[Problem statement]
Only the lines from the one containing "Point out every instance of the woman's eye" to the end of the records belong in the output; print them exactly.
·····
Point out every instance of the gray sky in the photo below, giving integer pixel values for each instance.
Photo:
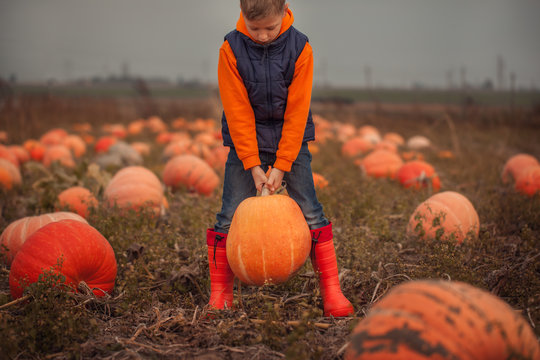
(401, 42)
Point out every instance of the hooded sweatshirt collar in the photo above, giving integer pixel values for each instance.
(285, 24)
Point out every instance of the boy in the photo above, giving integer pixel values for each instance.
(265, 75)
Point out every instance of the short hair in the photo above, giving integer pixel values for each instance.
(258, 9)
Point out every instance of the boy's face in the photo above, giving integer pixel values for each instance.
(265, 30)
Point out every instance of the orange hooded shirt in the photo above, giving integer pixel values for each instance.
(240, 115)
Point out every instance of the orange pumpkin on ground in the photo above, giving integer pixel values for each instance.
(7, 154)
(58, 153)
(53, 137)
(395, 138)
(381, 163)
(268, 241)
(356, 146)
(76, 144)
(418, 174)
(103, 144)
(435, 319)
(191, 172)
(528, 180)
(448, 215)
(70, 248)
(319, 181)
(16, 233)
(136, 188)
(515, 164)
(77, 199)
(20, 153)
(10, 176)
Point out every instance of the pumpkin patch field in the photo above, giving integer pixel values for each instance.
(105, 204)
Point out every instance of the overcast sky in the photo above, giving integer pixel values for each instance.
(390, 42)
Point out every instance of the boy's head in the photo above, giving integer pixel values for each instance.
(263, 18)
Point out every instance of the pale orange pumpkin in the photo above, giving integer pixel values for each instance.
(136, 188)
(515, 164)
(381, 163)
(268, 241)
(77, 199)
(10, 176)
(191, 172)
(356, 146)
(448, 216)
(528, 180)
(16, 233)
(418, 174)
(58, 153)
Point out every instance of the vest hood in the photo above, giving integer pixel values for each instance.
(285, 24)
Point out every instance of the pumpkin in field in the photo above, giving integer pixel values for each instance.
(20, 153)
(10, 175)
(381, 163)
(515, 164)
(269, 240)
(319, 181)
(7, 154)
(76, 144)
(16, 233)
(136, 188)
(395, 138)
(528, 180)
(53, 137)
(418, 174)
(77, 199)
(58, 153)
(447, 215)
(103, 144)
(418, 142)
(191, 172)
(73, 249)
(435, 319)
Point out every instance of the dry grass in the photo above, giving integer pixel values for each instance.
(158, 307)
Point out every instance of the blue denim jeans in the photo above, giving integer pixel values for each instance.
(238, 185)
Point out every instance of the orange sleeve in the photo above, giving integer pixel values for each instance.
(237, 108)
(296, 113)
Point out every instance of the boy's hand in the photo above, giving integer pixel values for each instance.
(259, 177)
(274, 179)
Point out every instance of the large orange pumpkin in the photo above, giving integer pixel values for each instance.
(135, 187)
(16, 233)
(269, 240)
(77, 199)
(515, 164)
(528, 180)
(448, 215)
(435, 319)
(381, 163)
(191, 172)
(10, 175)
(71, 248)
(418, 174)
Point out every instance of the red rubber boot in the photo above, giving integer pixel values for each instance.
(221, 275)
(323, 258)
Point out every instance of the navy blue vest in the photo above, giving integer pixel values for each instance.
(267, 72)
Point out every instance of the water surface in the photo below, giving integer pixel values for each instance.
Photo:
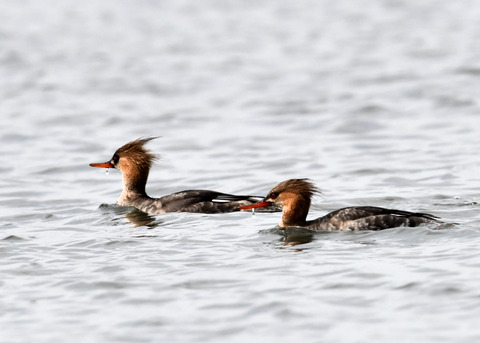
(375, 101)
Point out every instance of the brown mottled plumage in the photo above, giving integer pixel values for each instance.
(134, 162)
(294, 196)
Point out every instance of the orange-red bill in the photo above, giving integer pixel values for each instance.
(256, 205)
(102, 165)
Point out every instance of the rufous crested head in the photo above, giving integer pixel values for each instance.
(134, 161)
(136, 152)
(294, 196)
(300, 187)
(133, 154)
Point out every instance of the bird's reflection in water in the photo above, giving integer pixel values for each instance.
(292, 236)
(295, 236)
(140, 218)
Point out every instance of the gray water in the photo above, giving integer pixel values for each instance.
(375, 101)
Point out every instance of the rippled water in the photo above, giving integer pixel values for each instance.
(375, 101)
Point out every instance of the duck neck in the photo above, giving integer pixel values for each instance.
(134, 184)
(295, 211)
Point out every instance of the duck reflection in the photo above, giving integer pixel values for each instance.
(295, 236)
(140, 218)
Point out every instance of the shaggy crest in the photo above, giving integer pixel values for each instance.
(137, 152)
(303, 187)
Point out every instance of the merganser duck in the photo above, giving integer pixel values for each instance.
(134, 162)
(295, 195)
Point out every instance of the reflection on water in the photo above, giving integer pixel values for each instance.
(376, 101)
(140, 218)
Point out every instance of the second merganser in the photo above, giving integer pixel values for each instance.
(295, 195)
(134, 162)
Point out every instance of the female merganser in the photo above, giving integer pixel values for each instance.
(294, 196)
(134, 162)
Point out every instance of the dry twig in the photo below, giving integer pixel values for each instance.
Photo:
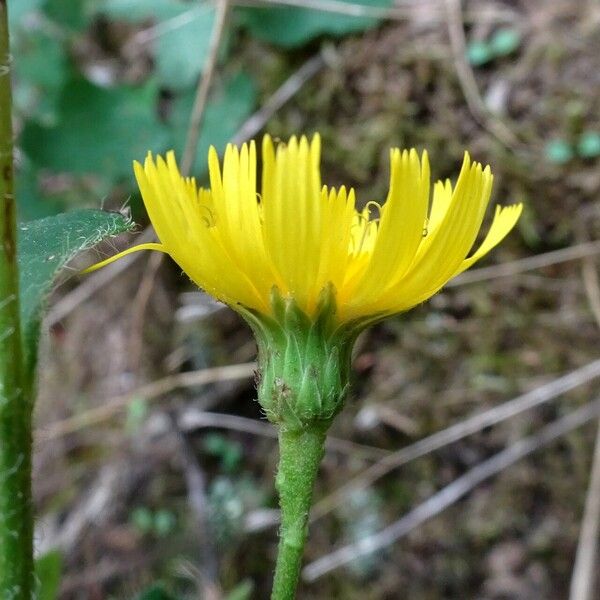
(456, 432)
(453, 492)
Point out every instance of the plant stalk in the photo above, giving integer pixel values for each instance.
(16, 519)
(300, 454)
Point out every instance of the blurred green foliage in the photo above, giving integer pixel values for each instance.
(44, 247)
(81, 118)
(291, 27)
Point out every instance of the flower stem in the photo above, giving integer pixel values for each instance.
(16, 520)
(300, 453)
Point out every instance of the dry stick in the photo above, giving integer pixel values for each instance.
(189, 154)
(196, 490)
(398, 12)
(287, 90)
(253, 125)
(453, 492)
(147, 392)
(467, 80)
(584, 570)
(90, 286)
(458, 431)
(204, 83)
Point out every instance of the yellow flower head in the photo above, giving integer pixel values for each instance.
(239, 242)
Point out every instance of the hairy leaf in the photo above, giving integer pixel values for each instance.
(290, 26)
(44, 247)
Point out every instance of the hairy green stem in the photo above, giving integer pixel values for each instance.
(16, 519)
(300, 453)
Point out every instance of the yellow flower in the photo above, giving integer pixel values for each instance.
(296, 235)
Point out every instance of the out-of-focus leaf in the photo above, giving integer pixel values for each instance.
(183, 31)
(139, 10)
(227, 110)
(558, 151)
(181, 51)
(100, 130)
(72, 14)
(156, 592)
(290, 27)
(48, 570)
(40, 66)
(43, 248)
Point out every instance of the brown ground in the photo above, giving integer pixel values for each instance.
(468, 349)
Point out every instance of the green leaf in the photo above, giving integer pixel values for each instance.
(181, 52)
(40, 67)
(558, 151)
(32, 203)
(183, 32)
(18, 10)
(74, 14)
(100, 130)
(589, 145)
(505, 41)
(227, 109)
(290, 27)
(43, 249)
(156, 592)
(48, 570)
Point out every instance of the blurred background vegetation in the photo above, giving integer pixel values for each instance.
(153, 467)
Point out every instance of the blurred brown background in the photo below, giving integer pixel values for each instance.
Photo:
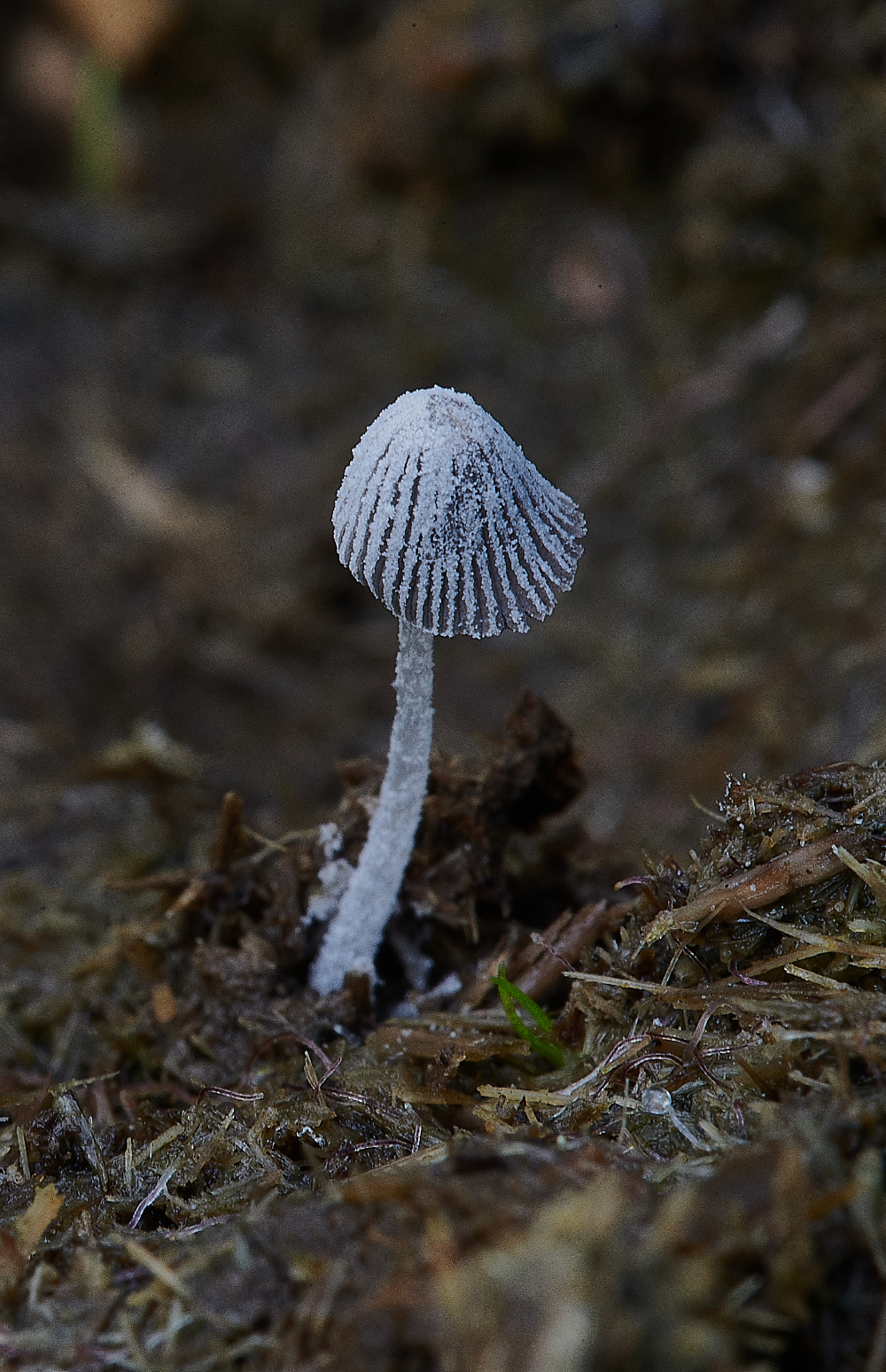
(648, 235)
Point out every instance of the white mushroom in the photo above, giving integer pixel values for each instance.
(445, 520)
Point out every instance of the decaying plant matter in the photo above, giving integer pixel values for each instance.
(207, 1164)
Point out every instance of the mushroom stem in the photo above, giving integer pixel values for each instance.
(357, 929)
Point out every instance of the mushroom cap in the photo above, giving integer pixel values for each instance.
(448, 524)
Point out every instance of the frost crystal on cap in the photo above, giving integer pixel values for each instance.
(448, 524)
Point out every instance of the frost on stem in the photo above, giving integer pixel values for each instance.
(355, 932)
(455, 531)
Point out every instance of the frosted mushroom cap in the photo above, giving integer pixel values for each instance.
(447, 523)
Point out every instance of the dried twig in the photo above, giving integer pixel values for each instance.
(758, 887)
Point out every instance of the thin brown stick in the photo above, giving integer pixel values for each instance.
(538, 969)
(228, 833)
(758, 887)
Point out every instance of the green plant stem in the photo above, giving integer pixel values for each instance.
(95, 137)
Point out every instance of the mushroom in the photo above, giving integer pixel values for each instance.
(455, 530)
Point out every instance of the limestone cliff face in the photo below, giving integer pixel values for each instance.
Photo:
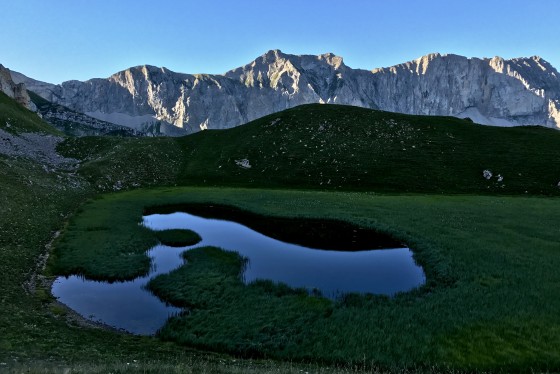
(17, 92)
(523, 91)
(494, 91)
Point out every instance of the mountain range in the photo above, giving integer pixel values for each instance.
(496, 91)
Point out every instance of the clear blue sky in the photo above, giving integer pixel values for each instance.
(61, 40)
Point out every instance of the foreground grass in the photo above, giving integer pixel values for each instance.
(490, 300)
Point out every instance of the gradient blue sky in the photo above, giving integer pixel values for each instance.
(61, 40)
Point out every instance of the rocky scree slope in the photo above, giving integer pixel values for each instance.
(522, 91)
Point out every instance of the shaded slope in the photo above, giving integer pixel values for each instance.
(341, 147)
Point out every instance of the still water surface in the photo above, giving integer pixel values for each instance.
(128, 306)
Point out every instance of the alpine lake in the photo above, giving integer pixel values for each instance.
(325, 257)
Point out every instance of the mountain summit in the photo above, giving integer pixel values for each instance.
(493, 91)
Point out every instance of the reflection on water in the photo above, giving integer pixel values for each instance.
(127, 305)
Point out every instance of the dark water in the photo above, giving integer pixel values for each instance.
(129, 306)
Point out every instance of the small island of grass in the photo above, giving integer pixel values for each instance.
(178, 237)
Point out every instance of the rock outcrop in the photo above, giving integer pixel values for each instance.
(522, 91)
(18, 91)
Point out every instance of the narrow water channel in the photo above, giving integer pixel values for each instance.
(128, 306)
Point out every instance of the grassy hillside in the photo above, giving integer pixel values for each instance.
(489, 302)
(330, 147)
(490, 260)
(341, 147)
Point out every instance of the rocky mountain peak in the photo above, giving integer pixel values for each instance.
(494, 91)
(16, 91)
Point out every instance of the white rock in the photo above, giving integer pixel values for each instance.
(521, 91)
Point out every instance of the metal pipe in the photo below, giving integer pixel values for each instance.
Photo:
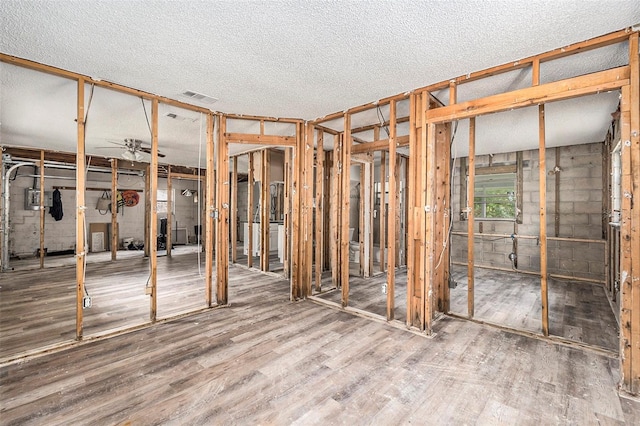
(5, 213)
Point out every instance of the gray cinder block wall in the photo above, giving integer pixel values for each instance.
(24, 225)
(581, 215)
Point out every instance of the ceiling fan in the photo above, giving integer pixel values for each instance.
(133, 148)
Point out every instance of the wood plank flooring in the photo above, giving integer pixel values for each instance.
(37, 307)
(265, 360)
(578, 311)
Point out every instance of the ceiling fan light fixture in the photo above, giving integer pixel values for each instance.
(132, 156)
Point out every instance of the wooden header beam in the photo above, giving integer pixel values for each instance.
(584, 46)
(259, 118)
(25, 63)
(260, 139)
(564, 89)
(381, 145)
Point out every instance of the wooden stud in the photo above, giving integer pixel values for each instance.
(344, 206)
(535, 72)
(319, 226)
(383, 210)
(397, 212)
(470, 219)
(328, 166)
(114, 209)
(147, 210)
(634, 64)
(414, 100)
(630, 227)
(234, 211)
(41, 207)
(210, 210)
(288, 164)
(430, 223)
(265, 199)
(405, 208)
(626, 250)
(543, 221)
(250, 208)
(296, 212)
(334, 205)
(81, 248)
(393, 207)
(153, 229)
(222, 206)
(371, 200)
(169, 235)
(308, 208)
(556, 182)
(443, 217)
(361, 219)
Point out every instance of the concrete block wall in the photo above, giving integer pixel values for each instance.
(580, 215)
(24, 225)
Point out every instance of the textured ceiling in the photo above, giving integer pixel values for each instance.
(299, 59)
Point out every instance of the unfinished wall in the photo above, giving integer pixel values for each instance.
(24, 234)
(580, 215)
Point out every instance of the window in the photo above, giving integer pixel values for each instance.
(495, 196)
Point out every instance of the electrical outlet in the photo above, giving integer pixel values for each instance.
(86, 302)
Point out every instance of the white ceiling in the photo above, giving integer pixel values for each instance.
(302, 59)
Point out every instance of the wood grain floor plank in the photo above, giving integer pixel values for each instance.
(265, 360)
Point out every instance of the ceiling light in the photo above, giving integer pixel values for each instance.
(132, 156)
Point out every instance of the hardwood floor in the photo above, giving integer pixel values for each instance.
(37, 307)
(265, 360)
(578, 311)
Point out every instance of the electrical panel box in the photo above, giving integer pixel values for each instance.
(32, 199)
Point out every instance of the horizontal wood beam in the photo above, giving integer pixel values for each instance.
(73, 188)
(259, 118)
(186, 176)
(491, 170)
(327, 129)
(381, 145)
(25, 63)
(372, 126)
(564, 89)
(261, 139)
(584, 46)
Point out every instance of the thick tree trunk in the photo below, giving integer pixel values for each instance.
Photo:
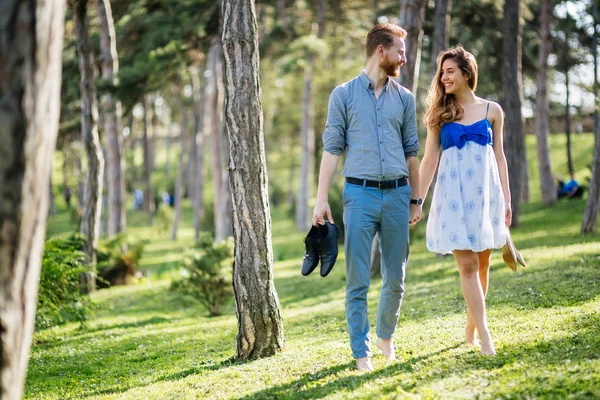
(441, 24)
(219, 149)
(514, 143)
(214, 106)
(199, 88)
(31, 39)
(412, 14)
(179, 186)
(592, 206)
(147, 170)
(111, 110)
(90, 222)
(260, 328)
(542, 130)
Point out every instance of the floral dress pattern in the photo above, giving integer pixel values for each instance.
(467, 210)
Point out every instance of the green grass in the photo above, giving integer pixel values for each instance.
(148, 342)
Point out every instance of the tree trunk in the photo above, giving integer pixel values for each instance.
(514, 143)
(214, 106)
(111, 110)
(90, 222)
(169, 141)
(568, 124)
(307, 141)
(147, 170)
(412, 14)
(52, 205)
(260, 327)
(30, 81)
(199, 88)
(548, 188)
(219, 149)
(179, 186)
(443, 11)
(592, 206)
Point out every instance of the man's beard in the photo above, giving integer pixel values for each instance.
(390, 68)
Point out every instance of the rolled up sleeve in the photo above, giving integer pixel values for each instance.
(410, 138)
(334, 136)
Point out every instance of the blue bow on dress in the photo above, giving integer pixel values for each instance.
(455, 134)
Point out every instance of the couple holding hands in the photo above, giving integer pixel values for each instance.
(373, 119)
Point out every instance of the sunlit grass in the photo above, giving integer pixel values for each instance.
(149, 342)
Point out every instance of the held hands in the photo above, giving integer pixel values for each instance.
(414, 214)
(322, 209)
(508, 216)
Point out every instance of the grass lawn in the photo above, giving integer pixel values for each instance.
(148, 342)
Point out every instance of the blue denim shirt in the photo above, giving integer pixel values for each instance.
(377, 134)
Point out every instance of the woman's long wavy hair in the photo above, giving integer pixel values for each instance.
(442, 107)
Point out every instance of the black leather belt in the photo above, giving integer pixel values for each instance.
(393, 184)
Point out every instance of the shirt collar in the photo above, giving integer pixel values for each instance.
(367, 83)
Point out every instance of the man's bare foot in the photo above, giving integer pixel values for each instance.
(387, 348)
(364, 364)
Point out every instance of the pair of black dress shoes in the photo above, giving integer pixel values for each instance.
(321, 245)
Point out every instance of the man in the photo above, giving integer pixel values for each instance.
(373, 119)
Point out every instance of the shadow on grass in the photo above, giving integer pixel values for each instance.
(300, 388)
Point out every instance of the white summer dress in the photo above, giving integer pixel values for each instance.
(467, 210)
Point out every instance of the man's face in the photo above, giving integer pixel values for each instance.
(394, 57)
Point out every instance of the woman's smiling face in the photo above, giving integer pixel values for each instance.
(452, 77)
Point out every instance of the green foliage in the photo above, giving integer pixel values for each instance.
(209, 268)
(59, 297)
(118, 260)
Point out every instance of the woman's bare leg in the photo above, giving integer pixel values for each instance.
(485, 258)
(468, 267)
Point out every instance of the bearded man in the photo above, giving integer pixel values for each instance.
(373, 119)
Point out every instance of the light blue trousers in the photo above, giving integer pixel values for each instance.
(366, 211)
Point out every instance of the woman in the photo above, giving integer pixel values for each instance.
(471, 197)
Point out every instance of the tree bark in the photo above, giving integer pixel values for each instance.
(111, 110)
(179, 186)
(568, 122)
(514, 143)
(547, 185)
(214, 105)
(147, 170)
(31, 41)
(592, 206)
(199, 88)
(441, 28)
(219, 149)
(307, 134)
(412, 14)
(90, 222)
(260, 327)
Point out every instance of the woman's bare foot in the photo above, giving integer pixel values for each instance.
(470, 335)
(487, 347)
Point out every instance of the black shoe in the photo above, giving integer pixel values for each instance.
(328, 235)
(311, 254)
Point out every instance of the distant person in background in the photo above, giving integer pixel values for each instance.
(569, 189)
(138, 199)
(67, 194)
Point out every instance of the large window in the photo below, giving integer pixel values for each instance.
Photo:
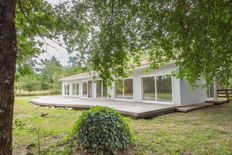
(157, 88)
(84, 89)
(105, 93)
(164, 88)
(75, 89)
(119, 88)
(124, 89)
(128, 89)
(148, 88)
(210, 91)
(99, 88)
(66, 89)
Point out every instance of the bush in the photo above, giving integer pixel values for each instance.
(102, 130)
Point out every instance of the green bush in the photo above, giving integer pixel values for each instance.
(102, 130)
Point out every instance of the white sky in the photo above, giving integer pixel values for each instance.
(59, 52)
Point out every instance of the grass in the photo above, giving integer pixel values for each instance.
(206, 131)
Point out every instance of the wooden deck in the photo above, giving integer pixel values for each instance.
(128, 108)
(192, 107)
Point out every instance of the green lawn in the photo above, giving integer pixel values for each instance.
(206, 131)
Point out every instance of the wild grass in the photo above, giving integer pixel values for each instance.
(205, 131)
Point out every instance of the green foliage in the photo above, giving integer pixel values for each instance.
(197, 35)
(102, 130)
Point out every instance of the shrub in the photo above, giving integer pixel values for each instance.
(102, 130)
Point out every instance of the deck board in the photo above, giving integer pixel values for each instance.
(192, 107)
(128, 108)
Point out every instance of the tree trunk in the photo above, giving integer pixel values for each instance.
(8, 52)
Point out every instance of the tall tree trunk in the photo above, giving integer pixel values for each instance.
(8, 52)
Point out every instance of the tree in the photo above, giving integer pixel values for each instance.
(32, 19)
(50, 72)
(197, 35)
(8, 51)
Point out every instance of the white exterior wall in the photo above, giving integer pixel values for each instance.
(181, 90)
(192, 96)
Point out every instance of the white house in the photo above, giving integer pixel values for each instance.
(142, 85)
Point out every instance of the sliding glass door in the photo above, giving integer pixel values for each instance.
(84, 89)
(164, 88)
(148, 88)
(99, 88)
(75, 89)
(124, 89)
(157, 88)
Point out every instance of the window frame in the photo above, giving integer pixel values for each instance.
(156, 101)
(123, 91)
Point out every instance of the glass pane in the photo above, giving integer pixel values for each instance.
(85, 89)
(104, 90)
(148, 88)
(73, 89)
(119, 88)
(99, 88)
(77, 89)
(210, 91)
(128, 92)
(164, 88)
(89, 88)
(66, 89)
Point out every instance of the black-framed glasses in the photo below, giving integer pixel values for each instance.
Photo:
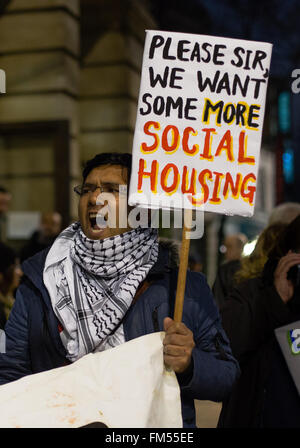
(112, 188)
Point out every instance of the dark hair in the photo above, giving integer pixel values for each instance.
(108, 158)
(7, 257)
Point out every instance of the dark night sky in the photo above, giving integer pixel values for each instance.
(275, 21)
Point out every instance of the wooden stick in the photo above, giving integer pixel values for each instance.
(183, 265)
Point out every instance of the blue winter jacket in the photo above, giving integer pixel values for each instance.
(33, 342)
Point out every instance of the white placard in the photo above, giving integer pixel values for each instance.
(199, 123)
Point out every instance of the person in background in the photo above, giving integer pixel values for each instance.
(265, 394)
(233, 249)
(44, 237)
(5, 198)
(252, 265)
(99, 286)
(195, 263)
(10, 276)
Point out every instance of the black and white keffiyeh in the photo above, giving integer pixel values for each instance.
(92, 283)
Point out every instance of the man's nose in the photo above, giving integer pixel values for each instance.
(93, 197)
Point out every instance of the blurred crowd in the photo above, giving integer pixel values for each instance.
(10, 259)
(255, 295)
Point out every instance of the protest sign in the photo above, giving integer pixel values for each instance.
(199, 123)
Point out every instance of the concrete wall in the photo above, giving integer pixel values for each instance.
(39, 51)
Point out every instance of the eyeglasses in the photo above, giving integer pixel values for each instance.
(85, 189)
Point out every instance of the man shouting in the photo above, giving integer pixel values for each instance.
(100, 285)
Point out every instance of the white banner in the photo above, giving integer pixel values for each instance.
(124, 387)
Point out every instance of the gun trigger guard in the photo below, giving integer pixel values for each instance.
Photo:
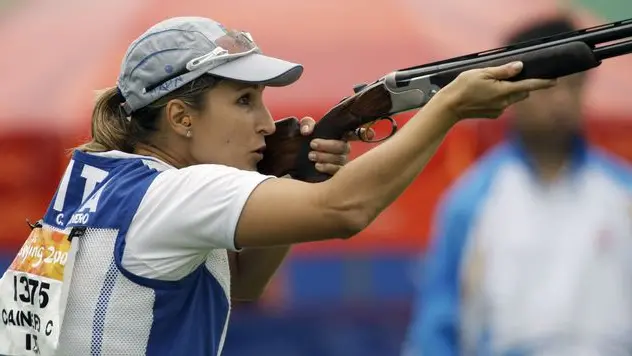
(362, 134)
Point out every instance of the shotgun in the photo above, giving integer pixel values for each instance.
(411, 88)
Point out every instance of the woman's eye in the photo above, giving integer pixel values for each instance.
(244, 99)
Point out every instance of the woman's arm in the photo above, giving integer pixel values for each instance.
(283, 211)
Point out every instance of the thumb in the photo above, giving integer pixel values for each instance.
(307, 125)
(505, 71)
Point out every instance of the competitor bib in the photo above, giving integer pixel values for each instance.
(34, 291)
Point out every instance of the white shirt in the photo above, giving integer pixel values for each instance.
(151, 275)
·····
[Correct response]
Point out every instance of the woman's eye in the photo above, giving integer pixel values for each instance.
(244, 99)
Point out every instance of the woman's arm in the photo above, giving integer pixel values for each instance.
(283, 211)
Point out every instance of the thumb in the photo above, giving integer pixel values for each instance.
(307, 125)
(505, 71)
Point out every instance of the competitor bib in the photo above, giving integer pixel values for each instance.
(34, 291)
Point out every instance of the white shirt in the photo above, giving integer pixel values for each instance.
(151, 275)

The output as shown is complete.